Data records:
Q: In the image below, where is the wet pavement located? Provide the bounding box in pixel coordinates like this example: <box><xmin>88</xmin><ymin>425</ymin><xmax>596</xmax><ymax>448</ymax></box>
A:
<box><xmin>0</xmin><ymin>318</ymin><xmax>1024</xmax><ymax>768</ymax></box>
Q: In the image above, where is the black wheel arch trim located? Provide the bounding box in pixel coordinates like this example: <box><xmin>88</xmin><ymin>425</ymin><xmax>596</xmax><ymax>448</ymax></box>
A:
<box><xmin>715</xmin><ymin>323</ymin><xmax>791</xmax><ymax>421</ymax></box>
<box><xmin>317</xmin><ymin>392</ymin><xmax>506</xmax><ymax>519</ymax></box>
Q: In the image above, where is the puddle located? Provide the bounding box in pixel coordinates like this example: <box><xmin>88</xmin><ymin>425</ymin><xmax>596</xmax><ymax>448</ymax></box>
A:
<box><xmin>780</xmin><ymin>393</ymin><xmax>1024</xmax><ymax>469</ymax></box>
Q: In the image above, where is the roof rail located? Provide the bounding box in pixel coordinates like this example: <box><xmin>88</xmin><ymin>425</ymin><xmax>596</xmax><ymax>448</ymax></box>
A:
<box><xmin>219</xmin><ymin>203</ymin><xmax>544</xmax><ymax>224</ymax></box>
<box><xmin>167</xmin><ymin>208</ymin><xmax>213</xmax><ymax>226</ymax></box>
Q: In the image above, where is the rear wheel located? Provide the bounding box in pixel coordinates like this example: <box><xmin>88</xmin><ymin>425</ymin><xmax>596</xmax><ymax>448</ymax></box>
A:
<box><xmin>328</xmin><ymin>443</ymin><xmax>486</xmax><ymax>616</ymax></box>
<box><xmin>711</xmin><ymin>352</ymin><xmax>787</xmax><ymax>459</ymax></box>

(AIM): Please rewrite these lines with each "pixel coordinates" changed to "pixel units" and everything else left as it is.

(EXERCISE ANSWER):
Q: In the image below, where is the wet pavement located? Provide the bounding box in pixel units like this example: <box><xmin>88</xmin><ymin>425</ymin><xmax>596</xmax><ymax>448</ymax></box>
A:
<box><xmin>0</xmin><ymin>318</ymin><xmax>1024</xmax><ymax>768</ymax></box>
Q: In the image above, where is the black wheel arch trim located? Provide the bounding box in pixel units like this example: <box><xmin>88</xmin><ymin>425</ymin><xmax>596</xmax><ymax>448</ymax></box>
A:
<box><xmin>715</xmin><ymin>323</ymin><xmax>791</xmax><ymax>421</ymax></box>
<box><xmin>317</xmin><ymin>392</ymin><xmax>506</xmax><ymax>519</ymax></box>
Q: In the image above, where is the puddle located? Provide the bounding box in pixel units like this example: <box><xmin>88</xmin><ymin>425</ymin><xmax>596</xmax><ymax>448</ymax></box>
A:
<box><xmin>780</xmin><ymin>393</ymin><xmax>1024</xmax><ymax>469</ymax></box>
Q: In the image above, where is the roof rail located? Provide the bounding box in pixel units like this example: <box><xmin>88</xmin><ymin>425</ymin><xmax>596</xmax><ymax>448</ymax></box>
A:
<box><xmin>219</xmin><ymin>203</ymin><xmax>544</xmax><ymax>224</ymax></box>
<box><xmin>167</xmin><ymin>208</ymin><xmax>213</xmax><ymax>226</ymax></box>
Q: In the image above, where is the rear wheel located? Provide the bounding box in pixel units like this example: <box><xmin>88</xmin><ymin>425</ymin><xmax>596</xmax><ymax>448</ymax></box>
A:
<box><xmin>328</xmin><ymin>443</ymin><xmax>486</xmax><ymax>616</ymax></box>
<box><xmin>711</xmin><ymin>352</ymin><xmax>787</xmax><ymax>459</ymax></box>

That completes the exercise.